──────── EXTRACTED MATERIAL

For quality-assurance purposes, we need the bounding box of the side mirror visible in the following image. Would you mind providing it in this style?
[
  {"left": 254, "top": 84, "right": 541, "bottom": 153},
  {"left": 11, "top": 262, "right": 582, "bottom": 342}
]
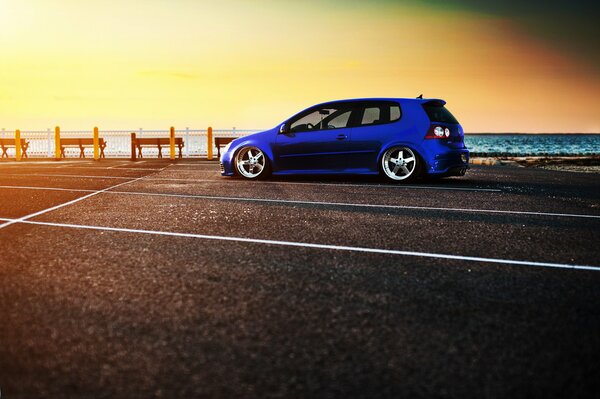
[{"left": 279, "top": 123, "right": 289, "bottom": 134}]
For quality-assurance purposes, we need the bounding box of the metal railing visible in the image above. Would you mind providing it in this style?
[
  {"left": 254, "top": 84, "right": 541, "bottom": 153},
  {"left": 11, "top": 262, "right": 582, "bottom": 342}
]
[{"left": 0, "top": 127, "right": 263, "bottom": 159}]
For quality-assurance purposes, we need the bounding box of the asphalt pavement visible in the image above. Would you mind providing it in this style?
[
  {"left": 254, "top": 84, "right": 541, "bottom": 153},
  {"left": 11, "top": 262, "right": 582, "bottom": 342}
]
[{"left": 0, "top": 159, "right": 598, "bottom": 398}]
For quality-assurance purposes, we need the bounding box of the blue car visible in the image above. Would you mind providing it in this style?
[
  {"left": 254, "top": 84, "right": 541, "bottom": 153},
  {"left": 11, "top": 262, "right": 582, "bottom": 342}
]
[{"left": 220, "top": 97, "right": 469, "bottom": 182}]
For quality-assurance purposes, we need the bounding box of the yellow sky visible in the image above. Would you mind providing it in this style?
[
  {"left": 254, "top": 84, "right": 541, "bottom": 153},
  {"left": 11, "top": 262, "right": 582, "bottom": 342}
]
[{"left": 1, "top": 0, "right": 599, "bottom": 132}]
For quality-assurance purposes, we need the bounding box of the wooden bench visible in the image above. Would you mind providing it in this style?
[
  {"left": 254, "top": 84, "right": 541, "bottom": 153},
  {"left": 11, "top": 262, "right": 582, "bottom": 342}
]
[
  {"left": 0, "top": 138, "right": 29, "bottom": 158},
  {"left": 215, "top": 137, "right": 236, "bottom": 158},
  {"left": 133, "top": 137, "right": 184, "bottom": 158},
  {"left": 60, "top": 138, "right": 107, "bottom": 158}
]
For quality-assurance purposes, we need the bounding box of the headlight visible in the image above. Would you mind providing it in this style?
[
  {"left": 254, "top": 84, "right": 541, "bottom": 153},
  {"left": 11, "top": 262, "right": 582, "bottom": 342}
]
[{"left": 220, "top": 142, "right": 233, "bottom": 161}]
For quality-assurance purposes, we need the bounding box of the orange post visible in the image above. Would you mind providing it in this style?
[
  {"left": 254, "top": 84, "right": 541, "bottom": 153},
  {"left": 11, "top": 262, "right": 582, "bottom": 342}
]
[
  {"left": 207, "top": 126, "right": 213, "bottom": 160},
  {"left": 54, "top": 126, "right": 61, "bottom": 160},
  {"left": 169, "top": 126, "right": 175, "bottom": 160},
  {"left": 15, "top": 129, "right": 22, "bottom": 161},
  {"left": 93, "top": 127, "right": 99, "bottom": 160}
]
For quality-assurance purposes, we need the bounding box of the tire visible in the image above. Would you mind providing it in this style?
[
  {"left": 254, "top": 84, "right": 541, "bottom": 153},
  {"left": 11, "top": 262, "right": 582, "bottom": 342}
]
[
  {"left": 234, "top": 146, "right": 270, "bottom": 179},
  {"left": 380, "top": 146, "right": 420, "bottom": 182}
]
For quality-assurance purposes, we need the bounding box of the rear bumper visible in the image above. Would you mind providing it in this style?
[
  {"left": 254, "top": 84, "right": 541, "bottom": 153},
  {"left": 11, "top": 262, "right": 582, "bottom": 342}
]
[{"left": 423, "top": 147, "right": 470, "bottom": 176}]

────────────────

### WORK REQUIRED
Once you find the string "mind" in a line of the records, copy that line.

### THE ANSWER
For quality-assurance purposes, we need the bounding box of the side mirror visible in the following image. Would you mind providing it in this style?
For quality-assurance purposes, we need the bounding box of the metal railing visible in the image above. Would you mind providing it in this style?
For quality-assurance purposes, we need the bounding box of the asphalt pavement visible in the image above. Would you mind providing it in this style?
For quality-assurance purposes, we need the bounding box of the blue car visible in the image above. Would you mind providing it in this style?
For quality-assurance purposes, we need the bounding box of the yellow sky visible in the image above. Would you mind providing it in this style?
For quality-assurance purposes, we need the bounding box of the wooden bench visible in the image above. Would you mind providing it in this style?
For quality-assurance purposes, we need the bounding box of the headlight visible in the image above. Would you mind providing it in this style?
For quality-assurance purposes, we need the bounding box of the orange post visible in the image above. Would you mind providing it in this style?
For quality-assurance purposes, we need the bounding box of the tire visible in the image above. Would you mind providing it in this style?
For quality-assurance purposes, we need the bounding box of the rear bumper visible in the image above. Would you mind providing it in this style?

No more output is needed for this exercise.